◆ Requirements ◆
**A.** According to the article on virtual headstones in Hong Kong, what is the maximum cost of storing a loved one's ashes in the territory?
**B.** Say whether each statement agrees with the article on virtual headstones in Hong Kong, and quote the words that decide it: (i) Yuen hopes to open the website to the public in the first quarter of 2018. (ii) The website already has 3,000 users. (iii) Yuen expects the business to appeal mainly to older residents.
**C.** Shorten the paragraph of the article on virtual headstones in Hong Kong that begins "Anthony Yuen's firm" while keeping its main facts.

◆ Text ◆
HONG KONG: A lack of space for cemeteries in crowded Hong Kong clashes with the age-old Chinese tradition of reverence for one’s ancestors.
But one entrepreneur uses virtual reality software to reconcile the two, allowing people to honor Confucian traditions of filial obligation in the territory where it can cost up to $130,000 to store the ashes of loved ones.
Anthony Yuen’s firm, iVeneration.com, offers users the ability to create virtual headstones anywhere in an augmented reality landscape of Hong Kong, including such unlikely places as a downtown park.
Apart from the cost savings, Yuen expects his business model to appeal to more eco-conscious young residents.
“The dead are taking so much more space than those who are still alive, as those buried use that piece of land for many years,” said Yuen, as he manipulated his mobile telephone to correctly position a candle in front of a virtual headstone.
“For those who are still alive, they won’t stay on the same piece of land forever.”
Yuen, who hopes to launch the website to the public in the first quarter of 2018, has already attracted 300 users.
Filial piety, or respect for parents and older people, is a paramount virtue in the Confucian tradition.

[Lines of data]
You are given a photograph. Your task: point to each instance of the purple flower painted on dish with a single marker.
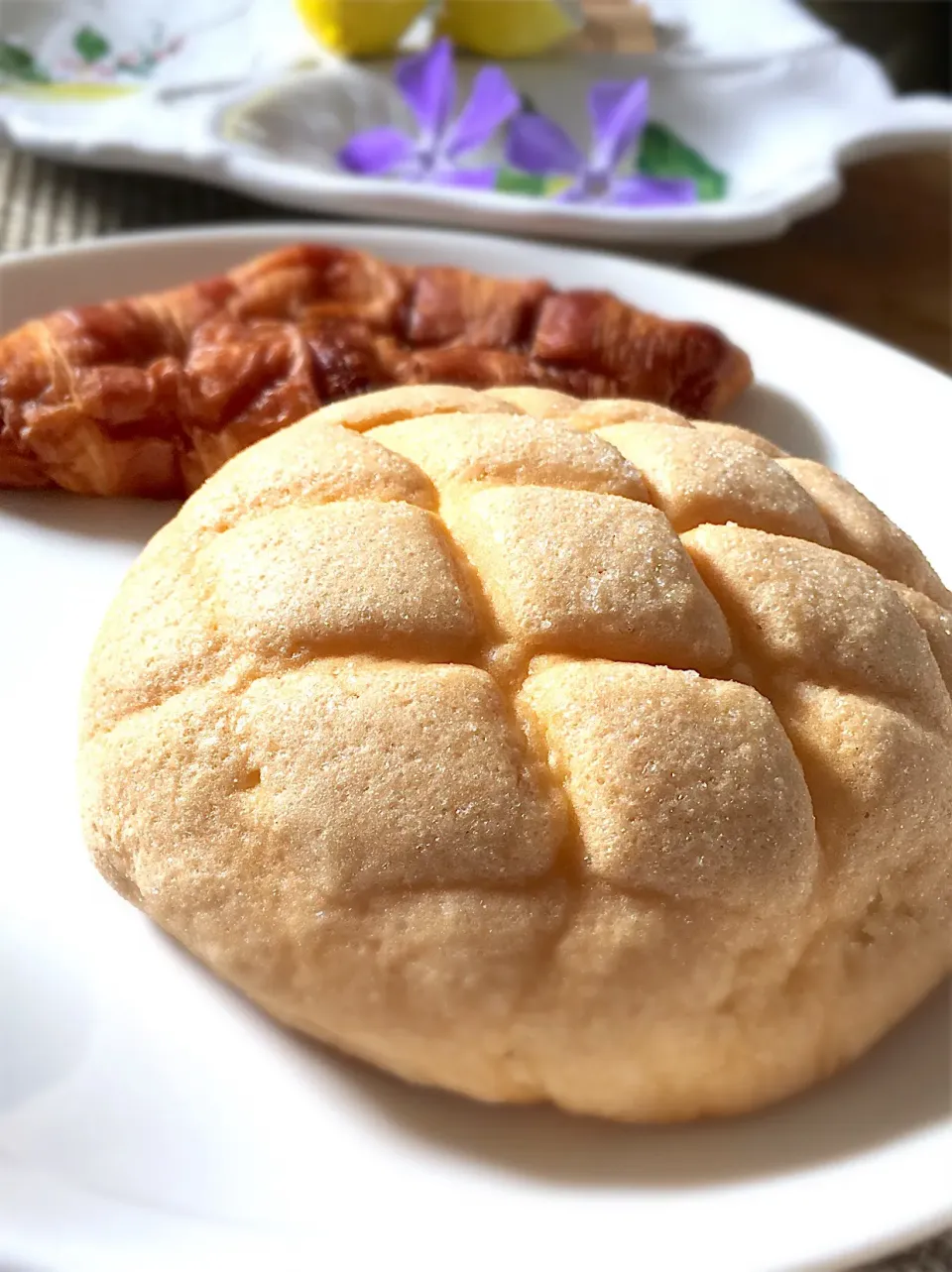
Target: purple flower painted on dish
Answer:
(619, 113)
(426, 83)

◆ Results of the exercise ◆
**A.** Up to $130,000.

**B.**
(i) Yes: "hopes to launch the website to the public in the first quarter of 2018"
(ii) No: "has already attracted 300 users"
(iii) No: "appeal to more eco-conscious young residents"

**C.** Anthony Yuen's company, iVeneration.com, lets users place virtual headstones anywhere in an augmented reality Hong Kong, even in a downtown park.